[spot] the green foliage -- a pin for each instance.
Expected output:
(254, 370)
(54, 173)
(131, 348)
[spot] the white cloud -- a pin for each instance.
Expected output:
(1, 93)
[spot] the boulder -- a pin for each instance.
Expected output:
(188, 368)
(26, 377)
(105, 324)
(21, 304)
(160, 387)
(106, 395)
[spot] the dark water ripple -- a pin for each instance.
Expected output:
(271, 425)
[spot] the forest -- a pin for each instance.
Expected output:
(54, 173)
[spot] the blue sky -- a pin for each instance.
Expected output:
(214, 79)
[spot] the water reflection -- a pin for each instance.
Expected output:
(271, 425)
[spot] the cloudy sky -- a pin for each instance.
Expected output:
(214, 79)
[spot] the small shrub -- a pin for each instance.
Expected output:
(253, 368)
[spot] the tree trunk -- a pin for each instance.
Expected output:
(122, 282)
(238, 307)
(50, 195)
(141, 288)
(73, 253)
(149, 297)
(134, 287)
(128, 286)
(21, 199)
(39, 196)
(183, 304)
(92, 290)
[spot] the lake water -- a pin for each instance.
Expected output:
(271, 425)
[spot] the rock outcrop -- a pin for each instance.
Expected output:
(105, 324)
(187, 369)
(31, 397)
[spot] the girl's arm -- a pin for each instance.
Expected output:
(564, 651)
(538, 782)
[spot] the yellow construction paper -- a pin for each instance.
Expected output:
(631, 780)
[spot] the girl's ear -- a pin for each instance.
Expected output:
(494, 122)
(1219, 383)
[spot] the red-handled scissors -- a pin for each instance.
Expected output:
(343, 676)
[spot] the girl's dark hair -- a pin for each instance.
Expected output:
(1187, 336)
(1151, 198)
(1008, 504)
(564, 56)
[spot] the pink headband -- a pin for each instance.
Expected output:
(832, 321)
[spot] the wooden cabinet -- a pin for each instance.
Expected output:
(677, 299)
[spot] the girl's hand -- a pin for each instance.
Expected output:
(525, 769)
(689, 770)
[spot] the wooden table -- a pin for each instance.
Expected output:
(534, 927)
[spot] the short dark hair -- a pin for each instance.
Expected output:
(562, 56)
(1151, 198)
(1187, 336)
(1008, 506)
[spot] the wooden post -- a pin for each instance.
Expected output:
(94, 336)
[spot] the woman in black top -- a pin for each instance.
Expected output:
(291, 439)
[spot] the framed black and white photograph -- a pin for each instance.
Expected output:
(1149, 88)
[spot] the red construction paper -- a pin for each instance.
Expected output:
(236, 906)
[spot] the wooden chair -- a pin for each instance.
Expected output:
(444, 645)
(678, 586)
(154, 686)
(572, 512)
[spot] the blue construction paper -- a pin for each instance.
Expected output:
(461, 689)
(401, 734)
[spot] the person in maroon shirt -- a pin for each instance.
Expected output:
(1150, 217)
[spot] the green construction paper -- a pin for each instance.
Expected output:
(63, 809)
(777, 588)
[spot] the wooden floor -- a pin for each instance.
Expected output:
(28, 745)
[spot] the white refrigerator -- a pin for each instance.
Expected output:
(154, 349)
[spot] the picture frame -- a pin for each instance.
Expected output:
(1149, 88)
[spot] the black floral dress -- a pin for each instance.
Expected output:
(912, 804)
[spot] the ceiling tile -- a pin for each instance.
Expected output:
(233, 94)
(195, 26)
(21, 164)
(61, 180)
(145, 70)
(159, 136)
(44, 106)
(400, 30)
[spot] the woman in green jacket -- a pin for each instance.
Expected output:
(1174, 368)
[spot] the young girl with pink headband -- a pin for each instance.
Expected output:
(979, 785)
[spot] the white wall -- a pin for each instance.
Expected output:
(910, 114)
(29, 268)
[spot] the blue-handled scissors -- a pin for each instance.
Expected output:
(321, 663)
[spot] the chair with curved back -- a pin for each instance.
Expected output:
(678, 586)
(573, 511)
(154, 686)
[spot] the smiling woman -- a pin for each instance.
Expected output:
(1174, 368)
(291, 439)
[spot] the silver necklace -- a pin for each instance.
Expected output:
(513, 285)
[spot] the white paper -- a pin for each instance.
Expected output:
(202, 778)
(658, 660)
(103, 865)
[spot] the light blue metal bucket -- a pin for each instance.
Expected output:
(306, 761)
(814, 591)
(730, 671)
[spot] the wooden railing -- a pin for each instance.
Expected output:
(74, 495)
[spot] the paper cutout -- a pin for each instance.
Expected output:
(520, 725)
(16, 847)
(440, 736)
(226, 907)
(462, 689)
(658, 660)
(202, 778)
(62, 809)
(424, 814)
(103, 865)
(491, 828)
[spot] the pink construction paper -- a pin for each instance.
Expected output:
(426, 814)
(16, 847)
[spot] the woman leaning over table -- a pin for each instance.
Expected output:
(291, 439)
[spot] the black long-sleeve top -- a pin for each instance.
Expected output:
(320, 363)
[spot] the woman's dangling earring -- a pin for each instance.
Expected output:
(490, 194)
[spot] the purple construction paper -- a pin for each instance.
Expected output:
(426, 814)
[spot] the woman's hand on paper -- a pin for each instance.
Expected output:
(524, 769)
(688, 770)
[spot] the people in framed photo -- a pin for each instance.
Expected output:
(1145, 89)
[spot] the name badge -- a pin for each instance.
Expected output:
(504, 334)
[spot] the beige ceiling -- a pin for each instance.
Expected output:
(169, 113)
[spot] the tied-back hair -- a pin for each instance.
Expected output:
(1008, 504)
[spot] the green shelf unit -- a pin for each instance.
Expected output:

## [Objective]
Reproduce the records from the line holding "[spot] the beige" through the end of the records, inclusive, replacing "tied-back hair" with "ponytail" and leaving everything else unchanged.

## [Response]
[spot] the beige ceiling -- a pin for each instance.
Expected output:
(169, 113)
[spot] the ponytail -- a pin for each instance.
Expected output:
(1008, 504)
[spot] the green shelf unit -- a pin for each instance.
Expected output:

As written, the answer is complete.